**Your objective:** Go through the entries below and print, exactly, the lines starting at the one with "Check that each instance of the donkey neck" and ending at the one with "Check that each instance of the windshield", keeping both ends and no others.
+++++
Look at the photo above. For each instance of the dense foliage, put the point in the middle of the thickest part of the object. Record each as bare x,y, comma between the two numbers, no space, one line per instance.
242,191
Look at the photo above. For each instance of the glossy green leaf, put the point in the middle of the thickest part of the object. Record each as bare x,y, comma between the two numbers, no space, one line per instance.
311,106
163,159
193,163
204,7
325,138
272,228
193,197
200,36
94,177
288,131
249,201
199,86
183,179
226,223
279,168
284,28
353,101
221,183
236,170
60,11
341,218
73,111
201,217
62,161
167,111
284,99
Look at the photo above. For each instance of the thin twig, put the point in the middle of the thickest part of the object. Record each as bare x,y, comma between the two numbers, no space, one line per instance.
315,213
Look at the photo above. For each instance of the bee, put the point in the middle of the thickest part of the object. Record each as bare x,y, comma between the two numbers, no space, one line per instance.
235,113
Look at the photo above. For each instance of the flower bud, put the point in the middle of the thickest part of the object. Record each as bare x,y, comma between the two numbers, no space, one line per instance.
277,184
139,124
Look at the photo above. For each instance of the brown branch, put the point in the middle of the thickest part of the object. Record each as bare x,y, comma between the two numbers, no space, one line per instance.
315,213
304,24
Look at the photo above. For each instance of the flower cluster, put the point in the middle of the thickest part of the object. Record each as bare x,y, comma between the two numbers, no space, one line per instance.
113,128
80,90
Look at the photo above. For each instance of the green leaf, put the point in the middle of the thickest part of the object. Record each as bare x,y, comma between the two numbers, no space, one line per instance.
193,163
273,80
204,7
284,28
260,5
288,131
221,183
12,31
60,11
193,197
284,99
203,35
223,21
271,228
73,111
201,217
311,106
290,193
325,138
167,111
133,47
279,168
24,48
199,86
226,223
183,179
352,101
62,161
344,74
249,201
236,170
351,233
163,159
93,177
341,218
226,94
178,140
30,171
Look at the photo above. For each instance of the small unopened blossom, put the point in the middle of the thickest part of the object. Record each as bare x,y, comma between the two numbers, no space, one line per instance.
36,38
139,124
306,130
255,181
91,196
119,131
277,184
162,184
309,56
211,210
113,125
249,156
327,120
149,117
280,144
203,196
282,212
+++++
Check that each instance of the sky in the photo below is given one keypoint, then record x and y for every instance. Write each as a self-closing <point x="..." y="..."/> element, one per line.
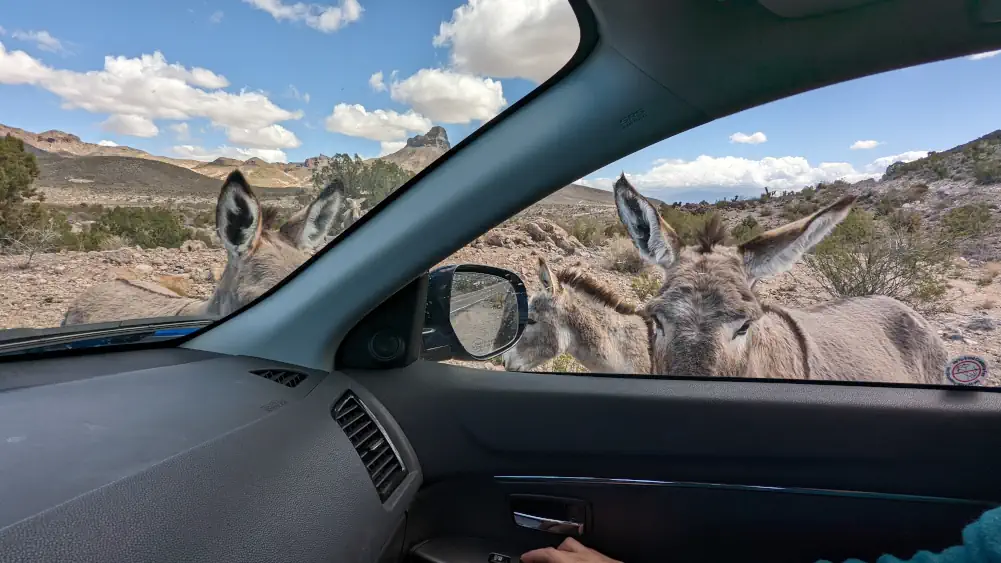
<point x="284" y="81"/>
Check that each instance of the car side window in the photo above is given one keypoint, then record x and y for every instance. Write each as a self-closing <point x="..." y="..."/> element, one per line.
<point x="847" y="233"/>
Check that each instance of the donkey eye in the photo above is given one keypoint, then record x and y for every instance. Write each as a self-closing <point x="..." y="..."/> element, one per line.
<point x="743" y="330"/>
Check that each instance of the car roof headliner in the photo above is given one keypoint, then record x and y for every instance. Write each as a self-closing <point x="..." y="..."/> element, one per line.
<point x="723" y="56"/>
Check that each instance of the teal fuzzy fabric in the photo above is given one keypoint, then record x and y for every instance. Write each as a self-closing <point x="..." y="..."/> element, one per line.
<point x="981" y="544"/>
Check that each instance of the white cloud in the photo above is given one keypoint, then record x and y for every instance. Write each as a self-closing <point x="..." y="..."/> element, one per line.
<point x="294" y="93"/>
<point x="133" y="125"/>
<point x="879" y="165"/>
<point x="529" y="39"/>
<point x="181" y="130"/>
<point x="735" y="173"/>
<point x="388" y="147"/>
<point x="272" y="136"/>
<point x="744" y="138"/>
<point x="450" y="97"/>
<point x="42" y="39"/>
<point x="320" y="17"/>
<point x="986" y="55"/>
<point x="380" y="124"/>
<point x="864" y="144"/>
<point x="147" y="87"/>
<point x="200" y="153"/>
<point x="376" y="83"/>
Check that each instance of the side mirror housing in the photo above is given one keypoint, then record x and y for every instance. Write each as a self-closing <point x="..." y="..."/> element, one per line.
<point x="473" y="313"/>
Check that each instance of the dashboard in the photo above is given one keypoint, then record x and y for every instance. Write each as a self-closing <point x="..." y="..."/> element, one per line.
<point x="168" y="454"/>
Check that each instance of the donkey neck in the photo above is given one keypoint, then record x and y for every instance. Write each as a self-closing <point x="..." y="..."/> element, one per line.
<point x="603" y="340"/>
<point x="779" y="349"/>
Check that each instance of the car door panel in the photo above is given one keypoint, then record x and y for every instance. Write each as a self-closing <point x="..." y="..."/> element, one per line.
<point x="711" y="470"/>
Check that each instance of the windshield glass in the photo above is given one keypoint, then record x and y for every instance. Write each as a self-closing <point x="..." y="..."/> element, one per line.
+++++
**Expected answer:**
Check that each instance of the donkey neck in the photo above is given one keypoint, then record x and y for every instance. Write each as a self-closing <point x="..." y="..."/> element, one per line.
<point x="603" y="340"/>
<point x="779" y="349"/>
Check that each instance of the car door panel in the photo above is given one keypoint, then record x and y for every instance. Write each as a self-closing <point x="..." y="..."/> element, one per line.
<point x="711" y="470"/>
Check that each instance of the windshield glass in the photo above is given one keypoint, then record x and y for every instance. Write each as a self-closing <point x="..." y="..."/> element, one per line.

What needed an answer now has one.